Text.

..........

Für unseren Besuch von Tirana haben wir uns einen Stellplatz bei einem Hotel nahe der Innenstadt herausgesucht. Aufgrund der wenigen Plätze die dort zur Verfügung stehen und eines Torbogens, durch den wir passen müssen, sind wir etwas unsicher. Aber kein Problem, denn die sehr nette Campingplatzbetreiberin klärt für uns alles Notwendige. Zudem gibt sie uns noch viele Tipps für unseren Besuch der Hauptstadt. Also machen wir uns auf den Weg nach Tirana, finden unseren Weg auch im Gewusel des Verkehrs rund um den Busbahnhof (dies allerdings nicht ohne uns mit unserem Nebelhorn mehrfach Respekt verschaffen zu müssen) und parkieren den Dicken auf den Parkplatz vorm Hotel Baron. Auch dort werden wir sehr nett empfangen und mit allen wichtigen Infos versorgt. Mit dem öffentlichen Bus fahren wir in die recht überschaubare Innenstadt und laufen alle Highlights ab. Das sind in Tirana nicht viele und zudem ist die Stadt keine Schönheit. Dafür begeistert uns das Leben auf den Straßen. Sehr viele junge Leute, viele einladende Bars und Restaurants, ältere Herren spielen Domino und herausgeputzte Damen flanieren über den Skanderbeg-Platz. Zum Sundowner setzen wir uns in die Sky-Bar. Im 18. Stock eines Hochhauses beobachten wir die Lichtspiele der untergehenden Sonne und des aufgehenden Mondes. In der kommunistischen Diktatur war Blloku ein abgeriegeltes, vom Militär bewachtes, schickes Wohnviertel, indem die Privatvilla Enver Hoxhas und anderer Politbüro-Mitglieder lagen. Heute ist Blloku ein quirliges Stadtviertel, wo wir hervorragend zu Abend essen. Für uns ungewohnt spät kommen wir zum Dicken zurück und fallen ob der vielen neuen Eindrücke erschöpft ins Bett.

..........

Gespeicherte Zeilen.

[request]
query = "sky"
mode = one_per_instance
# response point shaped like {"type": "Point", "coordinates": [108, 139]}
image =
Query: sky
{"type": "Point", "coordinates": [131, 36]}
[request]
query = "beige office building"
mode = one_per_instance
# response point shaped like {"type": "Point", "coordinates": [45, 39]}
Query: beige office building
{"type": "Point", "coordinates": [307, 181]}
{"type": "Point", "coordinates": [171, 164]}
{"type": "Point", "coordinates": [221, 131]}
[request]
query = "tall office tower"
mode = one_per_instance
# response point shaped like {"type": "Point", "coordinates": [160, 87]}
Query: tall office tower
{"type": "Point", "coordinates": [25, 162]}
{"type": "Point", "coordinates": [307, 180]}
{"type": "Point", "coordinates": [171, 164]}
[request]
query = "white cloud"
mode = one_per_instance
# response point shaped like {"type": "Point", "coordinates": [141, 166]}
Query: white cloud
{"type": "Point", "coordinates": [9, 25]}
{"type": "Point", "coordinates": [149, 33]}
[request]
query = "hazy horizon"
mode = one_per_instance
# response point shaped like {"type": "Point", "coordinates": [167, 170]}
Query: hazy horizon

..........

Aufgabenliste.
- 1) Fasse im Text über Tirana den Absatz, der mit „Für unseren Besuch von Tirana“ beginnt, als Stichpunktliste zusammen und behalte dabei seine wichtigsten Fakten bei.
- 2) Führe den Text über Tirana nach seinem letzten Satz weiter.

Antworten je Aufgabe.
- 1)
- Stellplatz bei einem Hotel nahe der Innenstadt gewählt; wenige Plätze und ein Torbogen sorgen für Unsicherheit.
- Die Campingplatzbetreiberin klärt alles Nötige und gibt viele Tipps für die Hauptstadt.
- Fahrt durch den dichten Verkehr am Busbahnhof, mehrmals mit Einsatz des Nebelhorns; Parken vor dem Hotel Baron, dort freundlicher Empfang mit allen wichtigen Infos.
- Mit dem öffentlichen Bus in die überschaubare Innenstadt; wenige Highlights, keine schöne Stadt.
- Begeisterung für das Straßenleben: viele junge Leute, einladende Bars und Restaurants, Domino spielende ältere Herren, flanierende Damen auf dem Skanderbeg-Platz.
- Sundowner in der Sky-Bar im 18. Stock mit Blick auf untergehende Sonne und aufgehenden Mond.
- Blloku: in der kommunistischen Diktatur ein abgeriegeltes, vom Militär bewachtes Wohnviertel mit der Privatvilla Enver Hoxhas und anderer Politbüro-Mitglieder; heute ein quirliges Viertel, in dem hervorragend zu Abend gegessen wird.
- Ungewohnt späte Rückkehr zum Dicken und erschöpft ins Bett.

- 2)
Am nächsten Morgen unterhalten wir uns noch lange mit dem Juniorchef des Hotels. Er lebt 6 Monate im Jahr in Deutschland, wo er auch studiert hat und hilft gelegentlich seinen Eltern. Von ihm bekommen wir einige erhellende Informationen zur politischen Situation in Albanien und dem Phänomen der jungen Männer mit den dicken Schlitten: Günstlinge des Systems aus Korruption und Mafia. Auch berichtet er von mangelnder Rechtssicherheit und einem undurchsichtigen bürokratischen Dickicht, das viele Investoren aus dem In- und Ausland abschreckt. Das erklärt uns so manches.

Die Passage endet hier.